What to do:
Reproduce, word for word, the lines from the one containing "Target: yellow background" through the one containing "162L147 153L150 122L162", both included. Leave the pictures out of your answer.

☆ ☆ ☆ ☆ ☆

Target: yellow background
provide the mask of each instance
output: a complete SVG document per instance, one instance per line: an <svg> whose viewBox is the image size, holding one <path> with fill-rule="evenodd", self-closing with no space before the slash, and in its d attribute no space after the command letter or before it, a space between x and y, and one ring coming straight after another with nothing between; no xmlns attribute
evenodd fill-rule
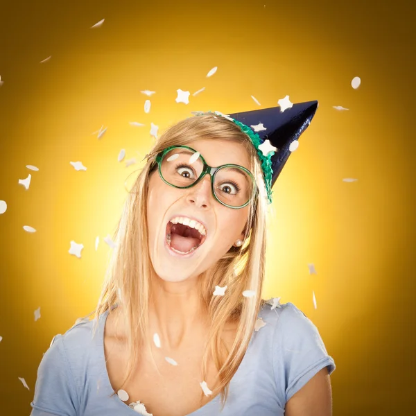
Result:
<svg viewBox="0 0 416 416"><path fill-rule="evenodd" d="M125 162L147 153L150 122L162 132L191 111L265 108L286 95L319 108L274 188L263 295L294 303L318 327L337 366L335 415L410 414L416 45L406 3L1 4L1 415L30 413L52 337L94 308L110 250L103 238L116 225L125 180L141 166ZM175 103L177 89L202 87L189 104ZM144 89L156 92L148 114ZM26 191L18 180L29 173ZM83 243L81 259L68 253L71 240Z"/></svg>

☆ ☆ ☆ ☆ ☆

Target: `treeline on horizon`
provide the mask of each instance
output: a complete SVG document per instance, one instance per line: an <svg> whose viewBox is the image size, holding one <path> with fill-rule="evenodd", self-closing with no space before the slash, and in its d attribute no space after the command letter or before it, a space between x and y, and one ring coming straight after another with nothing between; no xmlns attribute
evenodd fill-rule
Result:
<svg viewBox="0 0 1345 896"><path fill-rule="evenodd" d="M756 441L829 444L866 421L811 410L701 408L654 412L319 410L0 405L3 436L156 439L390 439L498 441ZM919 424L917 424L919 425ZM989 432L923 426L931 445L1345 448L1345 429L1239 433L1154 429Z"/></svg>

☆ ☆ ☆ ☆ ☆

Written response:
Target: yellow background
provide the mask of each instance
output: a complete SVG document per instance, one instance per line: an <svg> whose viewBox is the image size, holding one <path> with fill-rule="evenodd", self-closing with no space before the slash, and in its d attribute no space after the command letter or before it, a space between x and y, and one ring coming straight after another with nothing between; no xmlns attribute
evenodd fill-rule
Result:
<svg viewBox="0 0 416 416"><path fill-rule="evenodd" d="M125 162L147 153L150 122L162 132L191 111L265 108L286 95L319 108L274 188L263 295L294 303L318 327L337 366L335 415L410 414L416 45L406 3L1 4L1 415L30 413L52 337L94 308L110 250L103 238L116 225L125 180L141 166ZM175 103L177 89L202 87L189 104ZM144 89L156 92L148 114ZM26 191L18 180L29 173ZM83 243L81 259L68 253L71 240Z"/></svg>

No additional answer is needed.